> DIRECTIONS FOR THIS TASK
Filter the lines below, keeping each one that holds "fill".

> EXERCISE MATERIAL

───

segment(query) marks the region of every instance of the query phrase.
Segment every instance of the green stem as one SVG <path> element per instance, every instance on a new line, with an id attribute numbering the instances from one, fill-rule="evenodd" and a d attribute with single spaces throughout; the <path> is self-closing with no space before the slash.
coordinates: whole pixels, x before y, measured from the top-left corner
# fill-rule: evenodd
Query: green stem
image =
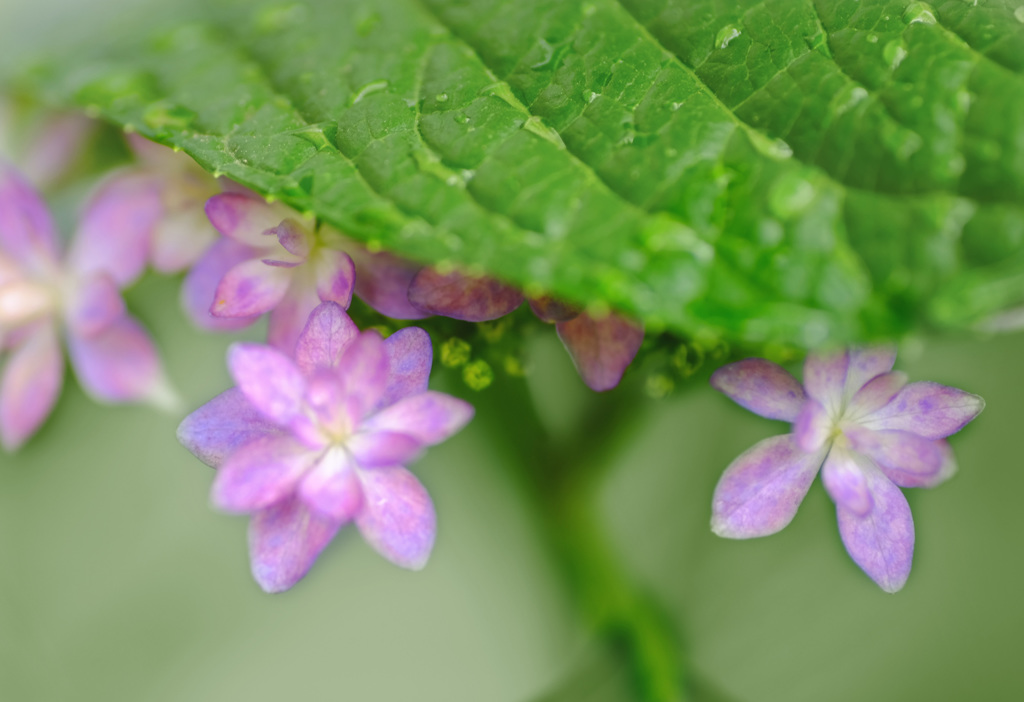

───

> RESULT FOR THIS TASK
Segment every instance of the green stem as one SVG <path> element per instance, every instance on a new line, with an id attribute numbering the instances from one, fill-rule="evenodd" and a d attribute with single spaces throughout; the <path> is self-closing with no space before the slash.
# fill-rule: evenodd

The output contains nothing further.